> _Information provided_
- Opening Delimiter -
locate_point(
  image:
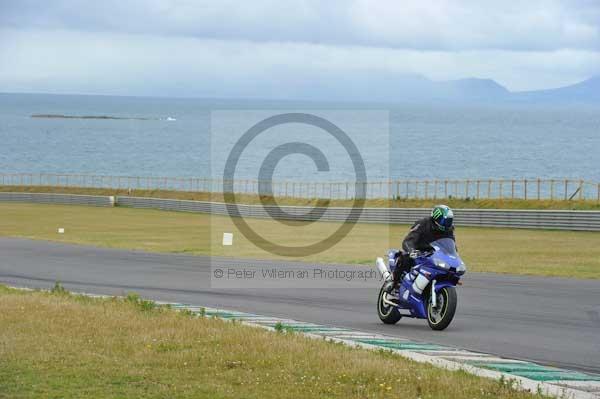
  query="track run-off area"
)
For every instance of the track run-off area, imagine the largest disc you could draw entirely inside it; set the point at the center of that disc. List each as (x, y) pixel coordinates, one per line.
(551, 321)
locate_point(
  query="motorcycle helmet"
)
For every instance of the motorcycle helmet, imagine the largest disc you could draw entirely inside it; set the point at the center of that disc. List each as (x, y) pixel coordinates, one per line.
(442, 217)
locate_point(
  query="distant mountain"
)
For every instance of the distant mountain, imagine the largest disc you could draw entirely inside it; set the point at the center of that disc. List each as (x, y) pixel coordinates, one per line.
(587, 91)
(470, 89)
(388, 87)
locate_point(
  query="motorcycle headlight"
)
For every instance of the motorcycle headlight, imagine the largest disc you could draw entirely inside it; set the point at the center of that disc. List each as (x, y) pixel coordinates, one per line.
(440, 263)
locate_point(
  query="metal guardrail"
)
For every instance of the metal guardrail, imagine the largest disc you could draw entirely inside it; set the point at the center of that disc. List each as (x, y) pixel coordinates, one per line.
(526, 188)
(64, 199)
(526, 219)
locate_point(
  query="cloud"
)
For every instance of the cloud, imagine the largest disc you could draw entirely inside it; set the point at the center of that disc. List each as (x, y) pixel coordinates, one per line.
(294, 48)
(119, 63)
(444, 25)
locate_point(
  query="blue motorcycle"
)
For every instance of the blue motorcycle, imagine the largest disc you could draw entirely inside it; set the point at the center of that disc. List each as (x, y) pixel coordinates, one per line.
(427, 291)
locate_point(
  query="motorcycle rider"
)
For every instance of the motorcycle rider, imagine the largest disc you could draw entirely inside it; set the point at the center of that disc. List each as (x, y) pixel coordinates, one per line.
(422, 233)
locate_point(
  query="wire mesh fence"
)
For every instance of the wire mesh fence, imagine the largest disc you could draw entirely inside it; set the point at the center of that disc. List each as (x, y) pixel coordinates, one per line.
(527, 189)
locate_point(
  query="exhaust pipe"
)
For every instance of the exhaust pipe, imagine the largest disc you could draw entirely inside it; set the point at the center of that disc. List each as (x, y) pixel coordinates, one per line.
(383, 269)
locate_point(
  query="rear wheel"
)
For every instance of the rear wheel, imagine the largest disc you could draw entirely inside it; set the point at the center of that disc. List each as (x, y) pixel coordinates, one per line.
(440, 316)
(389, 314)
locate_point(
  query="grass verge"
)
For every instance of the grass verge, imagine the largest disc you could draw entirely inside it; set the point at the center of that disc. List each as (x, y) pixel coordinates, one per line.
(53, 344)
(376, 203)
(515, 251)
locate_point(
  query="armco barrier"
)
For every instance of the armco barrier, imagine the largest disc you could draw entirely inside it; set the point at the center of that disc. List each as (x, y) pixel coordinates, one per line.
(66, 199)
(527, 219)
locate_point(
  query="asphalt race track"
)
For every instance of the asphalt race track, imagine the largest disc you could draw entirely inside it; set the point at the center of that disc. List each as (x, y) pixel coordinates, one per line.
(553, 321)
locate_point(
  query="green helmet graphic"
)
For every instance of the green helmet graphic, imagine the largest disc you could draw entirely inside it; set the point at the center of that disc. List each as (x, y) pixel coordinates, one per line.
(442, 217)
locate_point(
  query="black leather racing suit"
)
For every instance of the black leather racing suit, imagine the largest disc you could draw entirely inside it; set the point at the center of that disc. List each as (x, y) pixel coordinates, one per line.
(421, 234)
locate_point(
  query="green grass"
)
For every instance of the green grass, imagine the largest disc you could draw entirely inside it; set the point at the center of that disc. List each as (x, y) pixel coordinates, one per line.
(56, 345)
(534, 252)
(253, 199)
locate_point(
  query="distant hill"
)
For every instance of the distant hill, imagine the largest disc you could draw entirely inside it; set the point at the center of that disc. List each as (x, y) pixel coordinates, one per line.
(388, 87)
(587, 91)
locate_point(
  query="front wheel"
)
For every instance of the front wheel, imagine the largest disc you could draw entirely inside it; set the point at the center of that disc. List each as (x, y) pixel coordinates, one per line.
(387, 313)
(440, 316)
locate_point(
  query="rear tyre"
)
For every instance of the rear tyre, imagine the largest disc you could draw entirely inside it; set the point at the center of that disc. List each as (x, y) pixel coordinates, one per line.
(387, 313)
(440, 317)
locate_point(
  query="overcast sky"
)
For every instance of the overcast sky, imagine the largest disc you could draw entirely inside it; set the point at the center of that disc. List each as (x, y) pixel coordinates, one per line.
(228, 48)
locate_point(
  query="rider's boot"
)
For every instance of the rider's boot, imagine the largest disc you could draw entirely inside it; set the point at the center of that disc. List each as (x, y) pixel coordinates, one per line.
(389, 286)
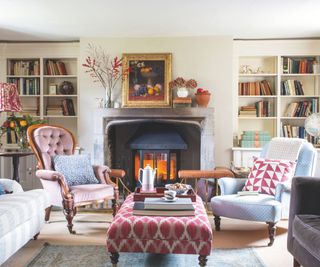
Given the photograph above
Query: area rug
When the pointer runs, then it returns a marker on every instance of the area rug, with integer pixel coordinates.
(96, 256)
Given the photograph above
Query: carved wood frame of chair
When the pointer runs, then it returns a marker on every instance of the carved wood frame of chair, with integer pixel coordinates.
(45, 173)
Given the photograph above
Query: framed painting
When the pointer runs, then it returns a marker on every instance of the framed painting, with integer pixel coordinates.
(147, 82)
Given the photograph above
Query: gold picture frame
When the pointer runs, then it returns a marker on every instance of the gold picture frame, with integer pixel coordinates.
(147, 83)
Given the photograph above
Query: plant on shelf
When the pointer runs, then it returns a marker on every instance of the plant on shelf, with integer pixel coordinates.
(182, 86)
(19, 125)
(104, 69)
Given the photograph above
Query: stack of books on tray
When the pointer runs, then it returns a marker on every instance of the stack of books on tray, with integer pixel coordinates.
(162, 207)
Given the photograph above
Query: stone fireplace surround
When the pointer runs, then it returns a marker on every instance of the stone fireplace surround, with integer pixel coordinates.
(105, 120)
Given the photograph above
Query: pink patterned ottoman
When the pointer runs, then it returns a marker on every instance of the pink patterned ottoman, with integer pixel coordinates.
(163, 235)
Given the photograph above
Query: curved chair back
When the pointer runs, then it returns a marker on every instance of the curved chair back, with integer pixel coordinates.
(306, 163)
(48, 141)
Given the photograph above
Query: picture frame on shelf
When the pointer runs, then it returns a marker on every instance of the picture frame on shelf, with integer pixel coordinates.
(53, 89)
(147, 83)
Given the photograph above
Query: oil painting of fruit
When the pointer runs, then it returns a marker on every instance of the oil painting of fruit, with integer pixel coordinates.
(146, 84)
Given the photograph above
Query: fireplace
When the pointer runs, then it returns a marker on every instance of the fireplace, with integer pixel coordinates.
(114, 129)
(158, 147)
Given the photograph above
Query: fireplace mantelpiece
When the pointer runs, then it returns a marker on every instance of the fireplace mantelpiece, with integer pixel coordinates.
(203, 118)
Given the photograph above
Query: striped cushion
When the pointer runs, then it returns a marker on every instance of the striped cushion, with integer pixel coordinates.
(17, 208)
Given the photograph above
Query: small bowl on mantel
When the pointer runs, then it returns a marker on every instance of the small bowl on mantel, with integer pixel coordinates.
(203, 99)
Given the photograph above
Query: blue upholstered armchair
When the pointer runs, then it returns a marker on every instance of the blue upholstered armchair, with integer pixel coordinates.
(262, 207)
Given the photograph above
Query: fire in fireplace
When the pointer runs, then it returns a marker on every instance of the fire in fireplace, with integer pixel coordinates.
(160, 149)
- Closing Delimiter -
> _Task requirements_
Return each entry above unchanged. Leave the pictures out.

> _Answer area_
locate_point(
  image:
  query="track run-off area"
)
For every instance of the track run-off area, imagine the largest disc you could draw entirely inside it; set the point at the center of that disc. List each as (x, y) pixel coordinates, one per line.
(551, 321)
locate_point(
  query="motorcycle helmet"
)
For every instance of the motorcycle helmet, imagine the largest disc you could draw entirely inside it; set the point at the center of that disc. List each as (x, y) pixel coordinates, one per line.
(442, 217)
locate_point(
  query="distant mountain"
)
For every instance of the distant mountain, imagine the largest disc you could draw entirely inside it; set the point at the center of that disc. List each as (x, y) pixel coordinates, one per line.
(587, 91)
(470, 89)
(388, 87)
locate_point(
  query="motorcycle headlight"
)
For every instance of the motorcycle headlight, imagine the largest disc you could draw entirely inside it; set the point at the center of that disc. List each as (x, y) pixel coordinates, one per line.
(440, 263)
locate_point(
  query="metal guardrail"
)
For every instance of the metal guardrail, imagine the largest disc you could draw entirely inside it; set the point at the center of that disc. List each as (x, y) pixel coordinates, one per line.
(526, 188)
(64, 199)
(526, 219)
locate_point(
  query="cloud"
)
For every instance of the cloud, imagine the largest disc you could draw entirely inside it; set the point at the center of that disc. List each as (x, y) pixel coordinates, one per line.
(294, 48)
(119, 63)
(444, 25)
locate_point(
  query="blue motorcycle"
)
For every instance of the blue motorcycle, imagine the largest disc you could draw entirely inside it; set the point at the center of that disc. List each as (x, y) pixel coordinates, one per line.
(427, 291)
locate_point(
  query="motorcycle rider"
)
For every instance of the motorcycle rider, imagine the largest disc you could draw entirely inside it; set the point at the center of that disc. List each as (x, y) pixel coordinates, one per line.
(422, 233)
locate_point(
  query="wire mesh fence"
)
For every instance of the wire mesh fence, imagine the largest disc you could draw entirely inside it; set the point at the center of that disc. List each as (x, y) pixel coordinates, one per line.
(527, 189)
locate_point(
  query="exhaust pipe"
)
For every instance of the exhaust pipe, imagine the largest disc you could draw entirely inside it; set the point at the center of that disc. List each as (x, y) pixel coordinates, one per line.
(383, 269)
locate_point(
  query="rear wheel"
)
For every instance of the rear wheel, imagine the largest disc you could draw entirely inside it; set the point at the center of that disc. List each as (x, y) pixel coordinates, one per line.
(440, 316)
(389, 314)
locate_point(
  query="grass verge"
)
For every instance of the grass verge, imagine the largest disc you could draw entirely inside it; set the point at the center of that disc. List each as (x, y) pixel coordinates, one per line.
(53, 344)
(376, 203)
(515, 251)
locate_point(
  query="armco barrier"
)
For every instance of the armco barrier, imagine the largest disc you could draw entirely inside it; set the point at the center of that disc. List each as (x, y) pixel coordinates, one per line.
(66, 199)
(527, 219)
locate_point(
  query="asphalt race track"
)
For every instance of the asphalt race track, imagine the largest disc you could draw entirely inside it; set the point at the center of that disc. List each as (x, y) pixel coordinates, one per line.
(553, 321)
locate_point(
  query="green helmet graphic"
)
For every instance of the green helmet graphic, imagine the largest disc you could draw entirely inside it; set the point at the center of that disc. List each as (x, y) pixel coordinates, one per line.
(442, 217)
locate_point(
  query="black leather racing suit"
)
For every instance of the black leather racing suit, imagine the largest disc you could draw entirely inside it; set the point at the center of that disc. List each as (x, y) pixel coordinates, one per line.
(421, 234)
locate_point(
  query="green grass"
)
For every instance of the green grass, imagine the largest disc you could draw entirely inside it; set the point at the center of that disc. List each as (x, y) pixel coordinates, one per line.
(56, 345)
(534, 252)
(253, 199)
locate_point(
  query="distant hill"
)
For every instance of the distant hill, imagine the largest disc you could draw entirely inside it; set the point at the center of that disc. List each as (x, y) pixel coordinates, one per line.
(388, 87)
(587, 91)
locate_point(
  query="front wheel"
)
For every instance of the front wheel, imagine the largest disc you could draw entirely inside it; set the point at the center of that disc. List each as (x, y) pixel coordinates, one per line.
(387, 313)
(440, 316)
locate_point(
  query="rear tyre"
)
For every instance of the rear tyre, imagine the largest disc you could draw entirely inside it; set the point at the center of that disc. List each as (x, y) pixel coordinates, one per line.
(387, 313)
(440, 317)
locate_point(
  query="overcast sky"
)
For every instance of the overcast sky, imagine the largest disc you could draw entirely inside it; set the point at the center of that disc. List each as (x, y) pixel coordinates, one per line.
(228, 48)
locate_point(
  query="rider's boot"
)
For every instance of the rider's boot, imagine the largest disc you could draw entirely inside it; set the point at the center of that disc. List each as (x, y) pixel coordinates, one per line.
(389, 286)
Given the photograph above
Query: area rug
When the pointer runs, then it returns a marker on every instance of the area rug, with integer pixel coordinates.
(96, 256)
Given the photograph above
Query: carved wood frame of chair
When the pointer runs, then it returns a marker on every instance of the carved wood frame of chair, with integer pixel coordinates.
(45, 173)
Given the photograph above
Query: framed painting
When the pointer runs, then it returns a marker on every instance of the framed painting, with integer pixel coordinates.
(147, 82)
Given the photograph above
Query: gold picture frame
When the pointer runs, then it returns a marker on every instance of the gold picture frame, with integer pixel coordinates.
(147, 83)
Given the photograph above
Query: plant on shelf
When the pointer runs, then it returns a marker on every instance of the plant on shelf, with integer pixel coordinates.
(182, 86)
(19, 125)
(104, 69)
Given the photograph above
Query: stack of books on tray
When the pointer runs, then it returns a marker on every instance of the stack of books on tray, with integer pixel coordinates.
(162, 207)
Given the photograph above
Query: stone fireplace surround
When the pointer runs, then it returns a marker on every instance of the stone fireplace surround, with integer pixel coordinates.
(105, 120)
Given the photograph above
Query: pink patterned ottoman
When the pointer runs, then it returns a marker on every instance of the pink patterned ottoman, with integer pixel coordinates.
(163, 235)
Given the photograph above
Query: curved chair back
When the pointer runs, then it returns a marker on every instance of the curved chair back, with integer pixel coordinates.
(306, 163)
(48, 141)
Given the photograph above
Query: picture frame on shelf
When the pointer runs, then it returns a marker on every instance of the picture frame on shelf, with integer pixel coordinates.
(53, 89)
(147, 83)
Given the photograph above
Query: oil painting of fruit
When the pointer runs, then it returns a marker on every instance of the oil painting of fruit, with integer pixel coordinates.
(146, 84)
Given the photograph above
Query: fireplace
When the pointer runs, then it returns a marker on every instance of the fireplace, with integer pixel coordinates.
(114, 129)
(158, 147)
Given the photograph above
Query: fireplace mantelpiece
When the pointer runs, then it returns a marker on every instance of the fireplace mantelpiece, with integer pixel coordinates.
(203, 118)
Given the photograph above
Query: striped cushion
When the pointer runs, then it returns a marker on every instance of the striped cushion, with integer pixel coordinates.
(17, 208)
Given the photograph above
Query: small bowl on mantel
When the pointer runs, then it returns a marker on every instance of the small bowl on mantel, with integer pixel coordinates.
(203, 99)
Given the photograph above
Query: blue upholstered armchair
When the pointer runs, then it returns a marker on every instance of the blue upholstered armchair, with integer pixel coordinates.
(262, 207)
Given the photograph above
Query: fire in fireplace
When the pointer runs, then it returns a marker on every instance of the fire in fireplace, with integer pixel coordinates.
(160, 149)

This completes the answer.